Labeled area outline items
----------------
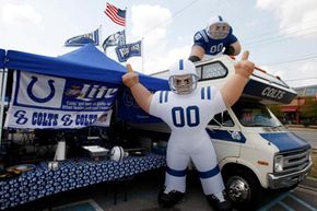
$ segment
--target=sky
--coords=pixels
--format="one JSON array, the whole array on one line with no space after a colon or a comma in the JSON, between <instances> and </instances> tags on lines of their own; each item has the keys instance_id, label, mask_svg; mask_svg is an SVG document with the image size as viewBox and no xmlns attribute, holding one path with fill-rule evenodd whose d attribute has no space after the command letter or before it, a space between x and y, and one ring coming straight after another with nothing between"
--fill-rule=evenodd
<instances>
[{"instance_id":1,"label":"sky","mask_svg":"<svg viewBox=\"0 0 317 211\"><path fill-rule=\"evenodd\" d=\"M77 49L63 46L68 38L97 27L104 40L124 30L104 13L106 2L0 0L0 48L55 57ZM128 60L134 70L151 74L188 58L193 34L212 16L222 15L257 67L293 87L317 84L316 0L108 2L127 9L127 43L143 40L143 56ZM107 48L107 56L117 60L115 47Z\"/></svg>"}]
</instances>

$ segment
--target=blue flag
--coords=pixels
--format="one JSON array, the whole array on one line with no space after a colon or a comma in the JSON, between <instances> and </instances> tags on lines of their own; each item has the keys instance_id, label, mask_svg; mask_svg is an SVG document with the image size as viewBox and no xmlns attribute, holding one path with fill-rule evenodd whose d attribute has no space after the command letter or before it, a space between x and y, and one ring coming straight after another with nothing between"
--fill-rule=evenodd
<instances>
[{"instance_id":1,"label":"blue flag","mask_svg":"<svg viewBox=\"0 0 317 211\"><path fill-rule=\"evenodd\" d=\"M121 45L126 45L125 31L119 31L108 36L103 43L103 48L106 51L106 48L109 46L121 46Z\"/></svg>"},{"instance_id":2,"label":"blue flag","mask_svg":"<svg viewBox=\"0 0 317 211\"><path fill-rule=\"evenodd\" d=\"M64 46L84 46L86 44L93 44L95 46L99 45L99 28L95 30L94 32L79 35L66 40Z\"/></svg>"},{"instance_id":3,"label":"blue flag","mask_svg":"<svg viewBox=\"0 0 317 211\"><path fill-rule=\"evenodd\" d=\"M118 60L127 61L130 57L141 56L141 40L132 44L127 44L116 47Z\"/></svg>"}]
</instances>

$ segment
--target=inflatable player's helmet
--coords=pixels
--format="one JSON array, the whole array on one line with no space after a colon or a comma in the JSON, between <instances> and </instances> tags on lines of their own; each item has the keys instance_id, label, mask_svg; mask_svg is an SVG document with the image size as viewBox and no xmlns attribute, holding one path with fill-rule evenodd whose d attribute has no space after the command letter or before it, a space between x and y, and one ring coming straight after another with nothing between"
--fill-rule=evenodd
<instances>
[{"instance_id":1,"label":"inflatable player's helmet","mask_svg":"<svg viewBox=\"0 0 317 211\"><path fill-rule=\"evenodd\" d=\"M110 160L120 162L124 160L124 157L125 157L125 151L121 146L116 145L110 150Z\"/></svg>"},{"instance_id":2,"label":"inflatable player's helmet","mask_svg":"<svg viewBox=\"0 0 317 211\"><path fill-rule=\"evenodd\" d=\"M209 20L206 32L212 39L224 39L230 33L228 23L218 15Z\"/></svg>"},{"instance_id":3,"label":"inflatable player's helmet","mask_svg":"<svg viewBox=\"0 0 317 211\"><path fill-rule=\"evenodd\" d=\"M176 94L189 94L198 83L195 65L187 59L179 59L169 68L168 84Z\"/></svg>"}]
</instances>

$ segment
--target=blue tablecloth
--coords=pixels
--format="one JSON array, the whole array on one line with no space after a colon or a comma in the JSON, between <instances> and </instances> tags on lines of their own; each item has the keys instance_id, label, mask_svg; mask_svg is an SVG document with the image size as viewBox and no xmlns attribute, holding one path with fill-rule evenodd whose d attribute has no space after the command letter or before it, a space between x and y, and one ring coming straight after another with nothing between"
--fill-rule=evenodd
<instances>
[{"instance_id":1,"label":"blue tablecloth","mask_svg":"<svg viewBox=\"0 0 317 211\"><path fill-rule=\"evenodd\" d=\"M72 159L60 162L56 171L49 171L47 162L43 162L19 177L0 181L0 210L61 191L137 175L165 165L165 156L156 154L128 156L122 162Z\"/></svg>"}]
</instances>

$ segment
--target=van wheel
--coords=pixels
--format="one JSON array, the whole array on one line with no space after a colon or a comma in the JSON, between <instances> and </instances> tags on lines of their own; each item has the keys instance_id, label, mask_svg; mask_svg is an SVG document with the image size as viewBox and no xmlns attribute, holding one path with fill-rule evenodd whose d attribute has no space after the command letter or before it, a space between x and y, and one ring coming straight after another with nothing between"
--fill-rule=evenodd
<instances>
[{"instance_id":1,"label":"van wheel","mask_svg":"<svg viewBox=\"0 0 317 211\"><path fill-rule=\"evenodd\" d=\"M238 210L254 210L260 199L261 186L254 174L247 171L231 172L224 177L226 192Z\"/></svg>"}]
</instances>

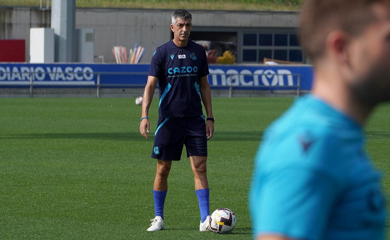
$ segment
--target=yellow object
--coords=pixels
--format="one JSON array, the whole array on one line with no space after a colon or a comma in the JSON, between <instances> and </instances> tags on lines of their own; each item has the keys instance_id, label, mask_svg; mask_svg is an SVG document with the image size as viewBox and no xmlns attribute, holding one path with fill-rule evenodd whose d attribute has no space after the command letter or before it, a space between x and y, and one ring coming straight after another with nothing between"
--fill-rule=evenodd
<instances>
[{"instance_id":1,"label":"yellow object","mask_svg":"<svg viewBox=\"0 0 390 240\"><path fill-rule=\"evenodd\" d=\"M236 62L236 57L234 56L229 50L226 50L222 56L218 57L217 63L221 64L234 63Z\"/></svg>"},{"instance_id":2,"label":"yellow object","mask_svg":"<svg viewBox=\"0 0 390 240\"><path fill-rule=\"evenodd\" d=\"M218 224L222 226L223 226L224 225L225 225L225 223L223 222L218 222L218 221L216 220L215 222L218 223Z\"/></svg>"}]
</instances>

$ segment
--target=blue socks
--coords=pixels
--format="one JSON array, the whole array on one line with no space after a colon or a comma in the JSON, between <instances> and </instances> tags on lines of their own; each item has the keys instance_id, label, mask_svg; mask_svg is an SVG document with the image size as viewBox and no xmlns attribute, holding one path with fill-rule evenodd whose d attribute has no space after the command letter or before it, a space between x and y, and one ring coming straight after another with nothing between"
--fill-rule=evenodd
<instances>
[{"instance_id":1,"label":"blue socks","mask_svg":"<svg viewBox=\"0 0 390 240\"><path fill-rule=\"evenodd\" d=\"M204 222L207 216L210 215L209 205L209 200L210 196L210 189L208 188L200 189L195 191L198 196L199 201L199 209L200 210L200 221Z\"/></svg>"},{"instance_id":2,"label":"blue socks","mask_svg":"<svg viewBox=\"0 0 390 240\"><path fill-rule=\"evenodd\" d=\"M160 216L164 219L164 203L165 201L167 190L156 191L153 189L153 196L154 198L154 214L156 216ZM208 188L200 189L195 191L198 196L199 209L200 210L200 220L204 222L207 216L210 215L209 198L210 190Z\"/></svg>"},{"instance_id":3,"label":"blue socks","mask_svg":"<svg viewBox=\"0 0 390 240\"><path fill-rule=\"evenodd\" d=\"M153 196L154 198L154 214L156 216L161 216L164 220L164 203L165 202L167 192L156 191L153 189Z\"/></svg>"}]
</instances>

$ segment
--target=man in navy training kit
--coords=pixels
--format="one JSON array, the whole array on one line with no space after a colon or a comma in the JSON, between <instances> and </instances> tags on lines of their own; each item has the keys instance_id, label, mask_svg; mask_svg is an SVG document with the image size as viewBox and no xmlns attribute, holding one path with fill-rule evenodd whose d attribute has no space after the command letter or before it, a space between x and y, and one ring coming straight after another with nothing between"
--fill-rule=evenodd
----------------
TASK DIRECTIONS:
Return each line from the material above exactly, but not the pictures.

RESPONSE BELOW:
$ segment
--target=sky
--coords=pixels
--format="one JSON array, the whole array on one line with no space after a colon or a comma in the JSON, between <instances> and </instances> tags on lines of their own; each item has the keys instance_id, label, mask_svg; mask_svg is an SVG document with the image size as viewBox and no xmlns attribute, holding one path with fill-rule evenodd whose d attribute has no space after the command letter or before it, a space between x and y, and one ring coming straight after another with nothing between"
--fill-rule=evenodd
<instances>
[{"instance_id":1,"label":"sky","mask_svg":"<svg viewBox=\"0 0 317 211\"><path fill-rule=\"evenodd\" d=\"M77 49L63 46L68 38L97 27L104 40L124 30L104 13L106 2L0 0L0 48L55 57ZM128 60L134 70L151 74L188 58L193 34L212 16L222 15L257 67L293 87L317 84L316 0L108 2L127 9L127 43L143 40L143 56ZM107 48L107 56L117 60L115 47Z\"/></svg>"}]
</instances>

$ segment
--target=blue flag
--coords=pixels
--format="one JSON array, the whole array on one line with no space after a colon or a comma in the JSON, between <instances> and </instances> tags on lines of their own; each item has the keys instance_id, label, mask_svg; mask_svg is an SVG document with the image size as viewBox and no xmlns attribute, holding one path with fill-rule evenodd whose d attribute has no space after the command letter or before it, a space between x and y, and one ring coming straight after another with nothing between"
--fill-rule=evenodd
<instances>
[{"instance_id":1,"label":"blue flag","mask_svg":"<svg viewBox=\"0 0 317 211\"><path fill-rule=\"evenodd\" d=\"M121 45L126 45L125 31L119 31L108 36L103 43L103 48L106 51L106 48L109 46L121 46Z\"/></svg>"},{"instance_id":2,"label":"blue flag","mask_svg":"<svg viewBox=\"0 0 317 211\"><path fill-rule=\"evenodd\" d=\"M64 46L84 46L86 44L93 44L95 46L99 45L99 28L95 30L94 32L79 35L66 40Z\"/></svg>"},{"instance_id":3,"label":"blue flag","mask_svg":"<svg viewBox=\"0 0 317 211\"><path fill-rule=\"evenodd\" d=\"M118 60L127 61L130 57L141 56L141 40L132 44L127 44L116 47Z\"/></svg>"}]
</instances>

$ segment
--target=inflatable player's helmet
--coords=pixels
--format="one JSON array, the whole array on one line with no space after a colon or a comma in the JSON, between <instances> and </instances> tags on lines of their own; each item has the keys instance_id, label, mask_svg; mask_svg is an SVG document with the image size as viewBox and no xmlns attribute, holding one path with fill-rule evenodd whose d attribute has no space after the command letter or before it, a space between x and y, and one ring coming straight after another with nothing between"
--fill-rule=evenodd
<instances>
[{"instance_id":1,"label":"inflatable player's helmet","mask_svg":"<svg viewBox=\"0 0 317 211\"><path fill-rule=\"evenodd\" d=\"M110 160L120 162L124 160L124 157L125 157L125 151L121 146L116 145L110 150Z\"/></svg>"},{"instance_id":2,"label":"inflatable player's helmet","mask_svg":"<svg viewBox=\"0 0 317 211\"><path fill-rule=\"evenodd\" d=\"M209 20L206 32L212 39L224 39L230 33L228 23L218 15Z\"/></svg>"},{"instance_id":3,"label":"inflatable player's helmet","mask_svg":"<svg viewBox=\"0 0 317 211\"><path fill-rule=\"evenodd\" d=\"M176 94L189 94L198 83L195 65L187 59L179 59L169 68L168 84Z\"/></svg>"}]
</instances>

$ segment
--target=blue tablecloth
--coords=pixels
--format="one JSON array, the whole array on one line with no space after a colon or a comma in the JSON, between <instances> and </instances> tags on lines of their own; each item has the keys instance_id, label, mask_svg; mask_svg is an SVG document with the image size as viewBox and no xmlns attribute, holding one path with fill-rule evenodd whose d attribute has no space after the command letter or before it, a space between x and y, and one ring coming straight after another with nothing between"
--fill-rule=evenodd
<instances>
[{"instance_id":1,"label":"blue tablecloth","mask_svg":"<svg viewBox=\"0 0 317 211\"><path fill-rule=\"evenodd\" d=\"M72 159L60 162L56 171L49 171L47 162L43 162L19 177L0 181L0 210L61 191L137 175L165 165L165 156L156 154L128 156L122 162Z\"/></svg>"}]
</instances>

$ segment
--target=van wheel
--coords=pixels
--format="one JSON array, the whole array on one line with no space after a colon or a comma in the JSON, between <instances> and </instances> tags on lines of their own; each item has the keys instance_id, label, mask_svg; mask_svg is an SVG document with the image size as viewBox and no xmlns attribute, holding one path with fill-rule evenodd whose d attribute has no space after the command letter or before it, a space between x and y, and one ring coming straight after another with nothing between"
--fill-rule=evenodd
<instances>
[{"instance_id":1,"label":"van wheel","mask_svg":"<svg viewBox=\"0 0 317 211\"><path fill-rule=\"evenodd\" d=\"M238 210L254 210L260 199L261 186L254 174L247 171L231 172L224 177L226 192Z\"/></svg>"}]
</instances>

$ segment
--target=yellow object
--coords=pixels
--format="one JSON array, the whole array on one line with no space after a colon or a comma in the JSON, between <instances> and </instances> tags on lines of their own; each item has the keys instance_id, label, mask_svg; mask_svg is an SVG document with the image size as viewBox and no xmlns attribute, holding one path with fill-rule evenodd whose d attribute has no space after the command letter or before it, a space between x and y, and one ring coming straight after another with nothing between"
--fill-rule=evenodd
<instances>
[{"instance_id":1,"label":"yellow object","mask_svg":"<svg viewBox=\"0 0 390 240\"><path fill-rule=\"evenodd\" d=\"M236 62L236 57L234 56L229 50L226 50L222 56L218 57L217 63L221 64L234 63Z\"/></svg>"},{"instance_id":2,"label":"yellow object","mask_svg":"<svg viewBox=\"0 0 390 240\"><path fill-rule=\"evenodd\" d=\"M218 224L222 226L223 226L224 225L225 225L225 223L223 222L218 222L218 221L216 220L215 222L218 223Z\"/></svg>"}]
</instances>

$ segment
--target=blue socks
--coords=pixels
--format="one JSON array, the whole array on one line with no space after a colon or a comma in the JSON, between <instances> and </instances> tags on lines of their own; each item has the keys instance_id, label, mask_svg; mask_svg is an SVG document with the image size as viewBox and no xmlns attribute, holding one path with fill-rule evenodd whose d attribute has no space after the command letter or before it, a space between x and y, and one ring coming straight after another with nothing between"
--fill-rule=evenodd
<instances>
[{"instance_id":1,"label":"blue socks","mask_svg":"<svg viewBox=\"0 0 390 240\"><path fill-rule=\"evenodd\" d=\"M204 222L207 216L210 215L209 205L209 200L210 196L210 189L208 188L200 189L195 191L198 196L199 201L199 209L200 210L200 221Z\"/></svg>"},{"instance_id":2,"label":"blue socks","mask_svg":"<svg viewBox=\"0 0 390 240\"><path fill-rule=\"evenodd\" d=\"M160 216L164 219L164 203L165 201L167 190L156 191L153 189L153 196L154 198L154 214L156 216ZM208 188L200 189L195 191L198 196L199 209L200 210L200 220L204 222L207 216L210 215L209 198L210 190Z\"/></svg>"},{"instance_id":3,"label":"blue socks","mask_svg":"<svg viewBox=\"0 0 390 240\"><path fill-rule=\"evenodd\" d=\"M153 196L154 198L154 214L156 216L161 216L164 220L164 203L165 202L167 192L156 191L153 189Z\"/></svg>"}]
</instances>

$ segment
--target=man in navy training kit
--coords=pixels
--format="one JSON array, the whole array on one line with no space after a colon or a comma in the JSON, between <instances> and </instances> tags on lines of their own; each item has the keys instance_id, label, mask_svg; mask_svg is an SVG document with the image size as viewBox and no xmlns attribute, holding one path with fill-rule evenodd whose d attribute has no space after the command letter or before it, a space between x and y, and one ring coming straight after another with nothing between"
--fill-rule=evenodd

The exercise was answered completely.